▶ Input records
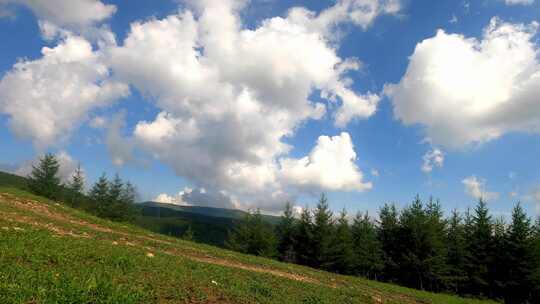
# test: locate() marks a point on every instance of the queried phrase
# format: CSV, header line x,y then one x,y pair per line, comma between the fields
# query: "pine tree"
x,y
188,234
519,258
534,276
437,264
286,235
414,246
342,257
253,236
304,239
480,246
76,186
44,180
498,267
115,188
128,194
456,253
99,194
322,234
389,237
368,254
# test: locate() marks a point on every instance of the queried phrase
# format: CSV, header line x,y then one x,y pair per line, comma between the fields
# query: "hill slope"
x,y
50,253
209,225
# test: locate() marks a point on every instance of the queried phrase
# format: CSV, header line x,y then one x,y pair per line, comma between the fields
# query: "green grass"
x,y
50,253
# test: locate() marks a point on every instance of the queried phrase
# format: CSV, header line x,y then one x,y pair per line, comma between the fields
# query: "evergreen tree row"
x,y
108,199
470,254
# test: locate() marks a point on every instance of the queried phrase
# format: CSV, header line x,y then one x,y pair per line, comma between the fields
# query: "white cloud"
x,y
66,170
519,2
120,148
467,91
475,188
56,15
330,165
177,199
536,197
46,99
359,12
432,158
98,122
229,97
197,197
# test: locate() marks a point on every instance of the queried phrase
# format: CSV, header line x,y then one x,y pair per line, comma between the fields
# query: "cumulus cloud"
x,y
55,16
120,148
198,197
67,168
330,165
45,99
432,158
521,2
229,98
476,188
468,91
536,197
176,199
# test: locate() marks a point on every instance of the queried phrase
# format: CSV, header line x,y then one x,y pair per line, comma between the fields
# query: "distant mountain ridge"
x,y
210,211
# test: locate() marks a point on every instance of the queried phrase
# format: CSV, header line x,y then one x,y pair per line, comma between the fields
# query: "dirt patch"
x,y
126,239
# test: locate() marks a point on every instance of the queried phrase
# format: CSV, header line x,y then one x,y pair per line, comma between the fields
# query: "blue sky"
x,y
501,161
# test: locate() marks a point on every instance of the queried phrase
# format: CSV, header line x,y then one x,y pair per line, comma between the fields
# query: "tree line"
x,y
112,199
470,254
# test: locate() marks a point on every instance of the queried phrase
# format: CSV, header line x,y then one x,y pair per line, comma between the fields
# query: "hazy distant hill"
x,y
210,211
209,225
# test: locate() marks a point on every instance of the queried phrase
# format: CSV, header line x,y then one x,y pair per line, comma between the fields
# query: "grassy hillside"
x,y
50,253
11,180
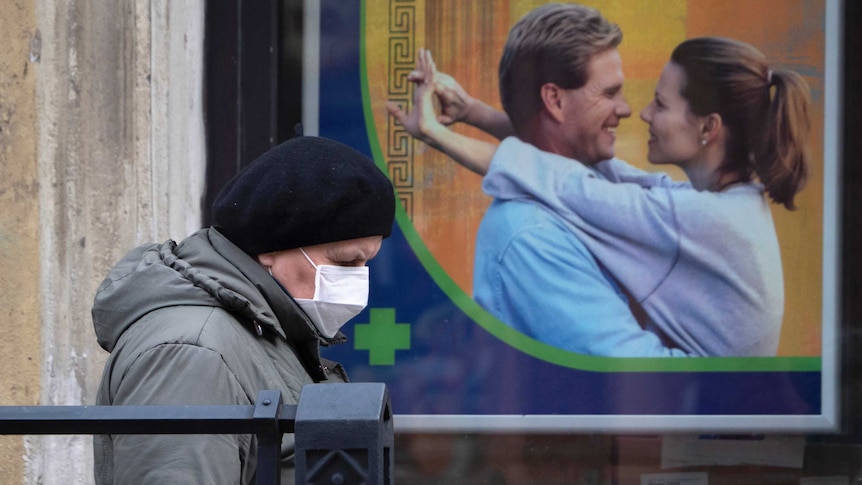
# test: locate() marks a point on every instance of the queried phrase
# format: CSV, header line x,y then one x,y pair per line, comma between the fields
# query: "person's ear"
x,y
266,259
711,127
552,99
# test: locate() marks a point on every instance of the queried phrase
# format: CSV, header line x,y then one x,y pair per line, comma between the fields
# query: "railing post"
x,y
266,414
344,434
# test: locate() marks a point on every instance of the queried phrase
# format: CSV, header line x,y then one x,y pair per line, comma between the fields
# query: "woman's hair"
x,y
767,128
552,43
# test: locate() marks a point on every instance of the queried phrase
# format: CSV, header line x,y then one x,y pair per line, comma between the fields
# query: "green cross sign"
x,y
382,336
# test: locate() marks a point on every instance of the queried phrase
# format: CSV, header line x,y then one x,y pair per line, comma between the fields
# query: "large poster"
x,y
448,363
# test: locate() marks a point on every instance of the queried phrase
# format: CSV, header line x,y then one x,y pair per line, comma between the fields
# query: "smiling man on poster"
x,y
702,257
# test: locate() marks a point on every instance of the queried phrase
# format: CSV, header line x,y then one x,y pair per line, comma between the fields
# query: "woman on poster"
x,y
700,257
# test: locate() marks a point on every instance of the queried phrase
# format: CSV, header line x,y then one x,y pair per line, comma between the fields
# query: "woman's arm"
x,y
423,123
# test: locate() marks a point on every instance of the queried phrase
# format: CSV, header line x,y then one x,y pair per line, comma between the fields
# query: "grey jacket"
x,y
197,323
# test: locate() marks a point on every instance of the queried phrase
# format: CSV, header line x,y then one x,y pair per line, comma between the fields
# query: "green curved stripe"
x,y
531,346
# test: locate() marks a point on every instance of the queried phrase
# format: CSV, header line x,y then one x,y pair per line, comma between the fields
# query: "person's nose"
x,y
645,113
623,109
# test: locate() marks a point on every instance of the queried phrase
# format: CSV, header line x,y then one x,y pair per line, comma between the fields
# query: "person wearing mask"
x,y
239,307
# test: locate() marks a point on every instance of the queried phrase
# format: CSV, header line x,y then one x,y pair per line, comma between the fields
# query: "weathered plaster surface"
x,y
112,158
20,350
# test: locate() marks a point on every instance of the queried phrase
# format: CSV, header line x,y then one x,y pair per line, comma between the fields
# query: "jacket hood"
x,y
204,270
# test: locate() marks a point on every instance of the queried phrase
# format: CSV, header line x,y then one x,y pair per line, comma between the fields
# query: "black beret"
x,y
305,191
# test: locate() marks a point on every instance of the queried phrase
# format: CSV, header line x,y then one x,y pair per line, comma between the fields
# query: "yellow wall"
x,y
19,227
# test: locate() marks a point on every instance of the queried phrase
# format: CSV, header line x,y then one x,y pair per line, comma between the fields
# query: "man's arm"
x,y
535,275
175,374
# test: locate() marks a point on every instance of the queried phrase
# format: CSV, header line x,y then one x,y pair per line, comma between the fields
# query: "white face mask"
x,y
340,293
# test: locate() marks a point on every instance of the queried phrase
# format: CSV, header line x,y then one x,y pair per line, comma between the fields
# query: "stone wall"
x,y
101,149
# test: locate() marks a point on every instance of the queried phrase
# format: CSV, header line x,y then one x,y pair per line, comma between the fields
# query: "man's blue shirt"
x,y
535,275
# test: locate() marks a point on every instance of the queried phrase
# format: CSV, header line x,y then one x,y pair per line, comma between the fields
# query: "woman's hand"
x,y
422,120
455,103
424,124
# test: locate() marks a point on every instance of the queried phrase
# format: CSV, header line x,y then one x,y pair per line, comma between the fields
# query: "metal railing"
x,y
344,433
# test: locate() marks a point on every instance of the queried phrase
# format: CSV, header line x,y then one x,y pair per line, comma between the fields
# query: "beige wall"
x,y
101,148
20,351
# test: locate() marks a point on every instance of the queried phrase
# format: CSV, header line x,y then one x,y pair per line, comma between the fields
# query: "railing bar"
x,y
66,420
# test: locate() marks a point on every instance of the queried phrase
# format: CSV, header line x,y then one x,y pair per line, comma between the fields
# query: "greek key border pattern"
x,y
401,59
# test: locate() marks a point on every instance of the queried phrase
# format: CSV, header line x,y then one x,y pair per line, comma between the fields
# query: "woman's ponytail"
x,y
781,163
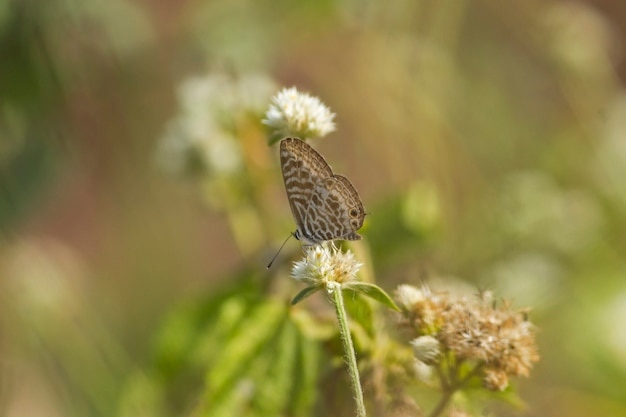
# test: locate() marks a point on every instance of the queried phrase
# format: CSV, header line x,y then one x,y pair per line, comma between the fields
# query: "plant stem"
x,y
449,388
344,331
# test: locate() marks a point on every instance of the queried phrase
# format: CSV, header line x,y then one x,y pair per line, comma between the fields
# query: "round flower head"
x,y
293,113
325,266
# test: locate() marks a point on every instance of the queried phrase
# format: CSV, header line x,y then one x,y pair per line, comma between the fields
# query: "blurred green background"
x,y
487,140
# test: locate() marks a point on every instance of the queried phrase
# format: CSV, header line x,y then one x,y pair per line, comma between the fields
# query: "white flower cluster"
x,y
293,113
201,135
323,265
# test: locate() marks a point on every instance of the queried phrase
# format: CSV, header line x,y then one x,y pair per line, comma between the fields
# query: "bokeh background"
x,y
487,140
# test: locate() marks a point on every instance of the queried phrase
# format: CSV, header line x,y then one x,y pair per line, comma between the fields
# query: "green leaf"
x,y
308,291
373,291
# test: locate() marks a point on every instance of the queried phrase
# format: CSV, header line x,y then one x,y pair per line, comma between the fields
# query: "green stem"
x,y
449,388
353,370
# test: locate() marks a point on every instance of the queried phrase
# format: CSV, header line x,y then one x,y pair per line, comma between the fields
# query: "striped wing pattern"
x,y
325,206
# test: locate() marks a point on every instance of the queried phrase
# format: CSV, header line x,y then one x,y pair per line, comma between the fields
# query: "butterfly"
x,y
324,205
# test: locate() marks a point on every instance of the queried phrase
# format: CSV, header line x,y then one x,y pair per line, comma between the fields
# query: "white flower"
x,y
202,134
325,266
426,349
293,113
407,296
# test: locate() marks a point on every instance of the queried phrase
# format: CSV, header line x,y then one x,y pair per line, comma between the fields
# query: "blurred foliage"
x,y
487,140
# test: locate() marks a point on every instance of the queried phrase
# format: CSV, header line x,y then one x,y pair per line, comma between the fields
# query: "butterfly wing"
x,y
302,168
335,211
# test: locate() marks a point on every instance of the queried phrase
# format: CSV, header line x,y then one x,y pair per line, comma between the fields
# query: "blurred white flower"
x,y
293,113
426,349
203,135
407,296
325,266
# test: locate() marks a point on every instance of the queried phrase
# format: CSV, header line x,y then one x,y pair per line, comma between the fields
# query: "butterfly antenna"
x,y
279,249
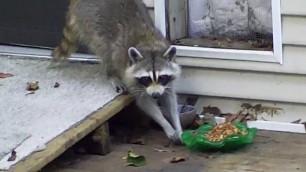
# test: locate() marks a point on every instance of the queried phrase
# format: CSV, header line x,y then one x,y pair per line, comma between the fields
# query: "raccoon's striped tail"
x,y
69,43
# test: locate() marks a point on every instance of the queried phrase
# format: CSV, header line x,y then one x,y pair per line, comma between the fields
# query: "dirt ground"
x,y
271,151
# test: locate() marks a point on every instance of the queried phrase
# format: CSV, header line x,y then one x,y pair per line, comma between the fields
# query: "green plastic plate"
x,y
196,140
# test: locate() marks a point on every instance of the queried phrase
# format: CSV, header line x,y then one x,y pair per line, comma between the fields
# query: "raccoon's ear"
x,y
134,54
170,54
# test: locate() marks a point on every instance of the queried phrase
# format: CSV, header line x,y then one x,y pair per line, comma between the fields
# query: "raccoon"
x,y
135,55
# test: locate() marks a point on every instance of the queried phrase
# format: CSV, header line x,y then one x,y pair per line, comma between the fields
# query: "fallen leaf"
x,y
161,150
139,141
56,85
5,75
176,159
135,160
13,156
211,110
32,92
32,86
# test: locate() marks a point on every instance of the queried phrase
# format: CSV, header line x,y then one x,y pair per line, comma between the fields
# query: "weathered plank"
x,y
38,160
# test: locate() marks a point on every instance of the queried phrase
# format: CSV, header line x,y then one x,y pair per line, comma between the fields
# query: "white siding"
x,y
293,7
294,29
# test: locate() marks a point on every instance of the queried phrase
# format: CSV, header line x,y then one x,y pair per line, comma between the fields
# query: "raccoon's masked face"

▶ Exercise goal
List every line in the listing above that contains the string "flower". Case counts, so include only lines that match it in capitalization as well as spelling.

▶ Written reply
# query: "round flower head"
# query: "white flower cluster"
# query: "white flower"
# query: "blurred white flower"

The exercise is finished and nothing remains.